* Directions
Repeat the entries below, from the line containing "Get eroded rock" through the line containing "125 124 477 281", both ends included, and output nothing else.

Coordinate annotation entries
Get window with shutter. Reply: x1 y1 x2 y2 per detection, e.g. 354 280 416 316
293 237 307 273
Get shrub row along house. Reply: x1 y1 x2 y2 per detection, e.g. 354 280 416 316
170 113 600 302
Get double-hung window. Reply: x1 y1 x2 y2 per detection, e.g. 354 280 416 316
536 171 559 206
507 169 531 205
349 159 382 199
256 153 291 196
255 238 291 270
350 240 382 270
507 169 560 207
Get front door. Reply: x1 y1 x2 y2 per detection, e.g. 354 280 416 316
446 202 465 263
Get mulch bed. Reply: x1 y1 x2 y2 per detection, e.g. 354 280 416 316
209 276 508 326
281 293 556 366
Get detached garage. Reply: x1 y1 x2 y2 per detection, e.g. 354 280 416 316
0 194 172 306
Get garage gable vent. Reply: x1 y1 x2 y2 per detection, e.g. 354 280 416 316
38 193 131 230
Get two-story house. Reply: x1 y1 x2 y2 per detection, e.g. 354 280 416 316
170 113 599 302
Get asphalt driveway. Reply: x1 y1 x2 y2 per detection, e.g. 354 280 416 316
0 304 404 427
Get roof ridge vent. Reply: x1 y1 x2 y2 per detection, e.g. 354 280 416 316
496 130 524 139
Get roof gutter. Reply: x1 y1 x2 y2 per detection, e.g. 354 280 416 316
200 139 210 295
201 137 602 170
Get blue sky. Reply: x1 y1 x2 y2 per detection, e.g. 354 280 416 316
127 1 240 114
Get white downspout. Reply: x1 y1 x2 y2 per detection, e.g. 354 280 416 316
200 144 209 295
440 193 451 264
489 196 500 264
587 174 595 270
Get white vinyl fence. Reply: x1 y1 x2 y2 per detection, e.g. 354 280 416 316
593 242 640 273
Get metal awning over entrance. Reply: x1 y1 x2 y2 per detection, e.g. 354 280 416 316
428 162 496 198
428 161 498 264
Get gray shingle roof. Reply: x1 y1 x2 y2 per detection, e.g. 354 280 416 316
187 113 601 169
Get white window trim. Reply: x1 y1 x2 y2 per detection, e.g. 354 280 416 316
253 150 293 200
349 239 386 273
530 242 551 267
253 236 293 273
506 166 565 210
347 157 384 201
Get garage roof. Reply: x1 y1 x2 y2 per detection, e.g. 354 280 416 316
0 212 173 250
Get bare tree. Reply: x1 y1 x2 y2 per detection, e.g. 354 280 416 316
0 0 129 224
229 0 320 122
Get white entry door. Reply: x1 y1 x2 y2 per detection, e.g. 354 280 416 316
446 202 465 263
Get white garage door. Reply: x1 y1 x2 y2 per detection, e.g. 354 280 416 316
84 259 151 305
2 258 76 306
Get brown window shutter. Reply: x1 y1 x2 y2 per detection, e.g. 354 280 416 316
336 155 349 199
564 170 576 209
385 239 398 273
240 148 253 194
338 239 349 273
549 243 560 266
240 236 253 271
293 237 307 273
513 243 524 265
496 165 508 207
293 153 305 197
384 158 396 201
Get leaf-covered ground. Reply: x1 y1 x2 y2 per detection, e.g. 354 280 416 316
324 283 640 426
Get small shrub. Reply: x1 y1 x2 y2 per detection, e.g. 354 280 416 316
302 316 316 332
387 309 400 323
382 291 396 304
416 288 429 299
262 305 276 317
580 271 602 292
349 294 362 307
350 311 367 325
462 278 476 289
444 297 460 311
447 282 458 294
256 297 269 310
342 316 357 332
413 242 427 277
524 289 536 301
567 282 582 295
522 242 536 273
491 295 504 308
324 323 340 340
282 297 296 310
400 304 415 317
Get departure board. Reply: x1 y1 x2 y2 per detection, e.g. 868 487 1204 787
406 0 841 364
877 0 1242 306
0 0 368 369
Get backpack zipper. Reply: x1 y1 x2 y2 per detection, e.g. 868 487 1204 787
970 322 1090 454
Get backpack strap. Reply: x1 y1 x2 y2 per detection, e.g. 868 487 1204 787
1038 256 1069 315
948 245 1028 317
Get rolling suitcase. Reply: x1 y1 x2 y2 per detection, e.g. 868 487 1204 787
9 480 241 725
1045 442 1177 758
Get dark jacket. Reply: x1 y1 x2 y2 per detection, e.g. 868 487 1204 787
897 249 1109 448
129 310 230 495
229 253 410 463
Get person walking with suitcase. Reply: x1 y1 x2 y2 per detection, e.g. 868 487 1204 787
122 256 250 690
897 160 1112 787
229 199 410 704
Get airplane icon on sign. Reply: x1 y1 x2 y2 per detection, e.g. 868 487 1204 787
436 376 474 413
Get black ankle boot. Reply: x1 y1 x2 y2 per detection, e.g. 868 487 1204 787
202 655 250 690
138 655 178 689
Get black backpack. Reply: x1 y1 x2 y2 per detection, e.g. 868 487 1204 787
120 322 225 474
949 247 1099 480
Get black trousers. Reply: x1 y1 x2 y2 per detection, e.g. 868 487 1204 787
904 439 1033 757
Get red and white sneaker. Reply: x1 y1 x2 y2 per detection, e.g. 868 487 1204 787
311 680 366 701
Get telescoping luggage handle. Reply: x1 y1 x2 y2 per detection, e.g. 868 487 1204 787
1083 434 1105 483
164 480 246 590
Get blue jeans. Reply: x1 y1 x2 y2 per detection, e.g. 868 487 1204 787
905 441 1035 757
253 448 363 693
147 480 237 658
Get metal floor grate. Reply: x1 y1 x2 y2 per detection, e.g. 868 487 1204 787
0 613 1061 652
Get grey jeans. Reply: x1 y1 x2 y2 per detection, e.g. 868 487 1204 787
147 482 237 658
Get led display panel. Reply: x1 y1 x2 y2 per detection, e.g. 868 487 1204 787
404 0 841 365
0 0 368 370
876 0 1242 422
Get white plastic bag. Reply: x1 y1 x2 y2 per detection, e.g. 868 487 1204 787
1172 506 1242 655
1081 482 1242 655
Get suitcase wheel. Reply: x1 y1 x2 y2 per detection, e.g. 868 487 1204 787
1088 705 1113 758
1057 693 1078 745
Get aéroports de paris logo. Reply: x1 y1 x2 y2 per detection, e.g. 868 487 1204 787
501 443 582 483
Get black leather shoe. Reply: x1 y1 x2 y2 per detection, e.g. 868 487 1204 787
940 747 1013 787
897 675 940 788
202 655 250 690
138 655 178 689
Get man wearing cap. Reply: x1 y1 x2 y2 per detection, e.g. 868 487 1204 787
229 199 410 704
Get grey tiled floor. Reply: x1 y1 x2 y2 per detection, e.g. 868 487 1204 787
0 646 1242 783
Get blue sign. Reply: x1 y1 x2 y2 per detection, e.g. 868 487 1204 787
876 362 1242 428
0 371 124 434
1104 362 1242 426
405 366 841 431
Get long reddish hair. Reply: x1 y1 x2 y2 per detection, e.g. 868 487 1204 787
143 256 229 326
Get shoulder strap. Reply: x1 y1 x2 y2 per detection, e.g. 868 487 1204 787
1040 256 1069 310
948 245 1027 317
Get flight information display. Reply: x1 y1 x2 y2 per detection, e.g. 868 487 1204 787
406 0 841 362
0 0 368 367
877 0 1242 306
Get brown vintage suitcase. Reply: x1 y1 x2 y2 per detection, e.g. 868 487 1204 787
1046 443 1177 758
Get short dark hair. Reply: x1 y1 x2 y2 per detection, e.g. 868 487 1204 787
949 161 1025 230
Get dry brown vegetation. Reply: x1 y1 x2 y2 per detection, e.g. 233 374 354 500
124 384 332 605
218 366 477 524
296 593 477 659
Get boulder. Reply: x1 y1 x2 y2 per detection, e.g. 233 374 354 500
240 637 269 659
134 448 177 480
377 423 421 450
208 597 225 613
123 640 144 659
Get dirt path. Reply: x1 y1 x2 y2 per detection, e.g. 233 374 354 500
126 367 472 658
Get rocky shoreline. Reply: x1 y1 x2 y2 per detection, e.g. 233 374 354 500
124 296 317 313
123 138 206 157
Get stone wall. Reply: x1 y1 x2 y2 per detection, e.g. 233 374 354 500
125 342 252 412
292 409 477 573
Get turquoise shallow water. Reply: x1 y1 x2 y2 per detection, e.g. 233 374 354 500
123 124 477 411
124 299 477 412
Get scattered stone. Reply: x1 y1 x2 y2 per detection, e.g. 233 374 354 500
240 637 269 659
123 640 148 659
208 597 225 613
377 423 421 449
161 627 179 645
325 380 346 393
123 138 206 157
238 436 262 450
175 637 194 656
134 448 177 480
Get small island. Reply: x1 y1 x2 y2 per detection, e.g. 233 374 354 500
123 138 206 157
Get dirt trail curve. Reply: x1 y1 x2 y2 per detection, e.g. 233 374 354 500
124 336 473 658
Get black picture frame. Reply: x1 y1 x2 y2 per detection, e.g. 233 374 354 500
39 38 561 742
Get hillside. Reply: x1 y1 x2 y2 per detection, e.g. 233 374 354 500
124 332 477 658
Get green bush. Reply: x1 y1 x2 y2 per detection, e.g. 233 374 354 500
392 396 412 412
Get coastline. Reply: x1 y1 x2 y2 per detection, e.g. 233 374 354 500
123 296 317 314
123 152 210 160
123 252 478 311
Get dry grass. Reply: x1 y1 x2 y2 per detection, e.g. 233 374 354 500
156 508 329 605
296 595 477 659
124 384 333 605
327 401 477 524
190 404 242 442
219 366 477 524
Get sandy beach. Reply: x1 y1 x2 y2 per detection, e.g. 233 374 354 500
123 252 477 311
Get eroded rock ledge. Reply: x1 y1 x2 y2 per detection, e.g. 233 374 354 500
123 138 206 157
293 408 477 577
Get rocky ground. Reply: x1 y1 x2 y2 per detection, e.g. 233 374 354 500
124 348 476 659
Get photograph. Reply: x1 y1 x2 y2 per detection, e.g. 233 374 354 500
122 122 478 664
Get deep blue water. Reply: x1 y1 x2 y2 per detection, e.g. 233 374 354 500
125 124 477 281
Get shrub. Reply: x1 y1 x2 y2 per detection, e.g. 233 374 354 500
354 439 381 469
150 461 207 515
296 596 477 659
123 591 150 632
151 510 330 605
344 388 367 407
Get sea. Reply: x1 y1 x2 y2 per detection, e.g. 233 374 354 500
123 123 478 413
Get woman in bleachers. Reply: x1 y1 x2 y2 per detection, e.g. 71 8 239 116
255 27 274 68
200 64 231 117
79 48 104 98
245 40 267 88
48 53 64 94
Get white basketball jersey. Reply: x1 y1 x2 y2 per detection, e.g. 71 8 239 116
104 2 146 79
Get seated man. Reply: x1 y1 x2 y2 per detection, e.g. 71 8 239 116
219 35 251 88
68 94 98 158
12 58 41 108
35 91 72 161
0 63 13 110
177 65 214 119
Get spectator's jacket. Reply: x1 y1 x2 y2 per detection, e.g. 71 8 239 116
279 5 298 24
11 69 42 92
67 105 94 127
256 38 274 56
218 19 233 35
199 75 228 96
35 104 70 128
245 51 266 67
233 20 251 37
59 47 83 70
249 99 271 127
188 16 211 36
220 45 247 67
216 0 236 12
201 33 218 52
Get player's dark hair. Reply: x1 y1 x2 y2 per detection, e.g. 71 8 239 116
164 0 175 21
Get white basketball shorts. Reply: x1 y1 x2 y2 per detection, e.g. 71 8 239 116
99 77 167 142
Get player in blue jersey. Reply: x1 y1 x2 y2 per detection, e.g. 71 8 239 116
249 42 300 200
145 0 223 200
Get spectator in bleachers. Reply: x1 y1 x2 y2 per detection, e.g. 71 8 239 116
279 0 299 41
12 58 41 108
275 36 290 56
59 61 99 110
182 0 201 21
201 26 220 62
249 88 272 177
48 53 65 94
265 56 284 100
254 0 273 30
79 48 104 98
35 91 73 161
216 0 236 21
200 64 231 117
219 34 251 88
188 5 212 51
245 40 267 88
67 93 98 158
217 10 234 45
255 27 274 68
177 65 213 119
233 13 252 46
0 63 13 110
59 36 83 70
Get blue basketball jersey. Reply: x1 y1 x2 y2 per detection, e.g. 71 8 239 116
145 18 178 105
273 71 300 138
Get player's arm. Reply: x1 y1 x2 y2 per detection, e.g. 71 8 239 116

* Reply to the exercise
Get eroded rock ledge. Reply: x1 y1 x2 y2 per detection, e.g. 233 374 354 500
123 138 206 157
293 408 477 577
Get rocky ground. Reply: x1 y1 x2 y2 per detection, e.g. 233 374 354 500
124 348 476 659
Get photograph. Reply: x1 y1 x2 y2 per detection, e.g. 233 374 354 500
122 122 478 664
Get deep blue water. Reply: x1 y1 x2 y2 per detection, e.g. 233 374 354 500
125 124 477 281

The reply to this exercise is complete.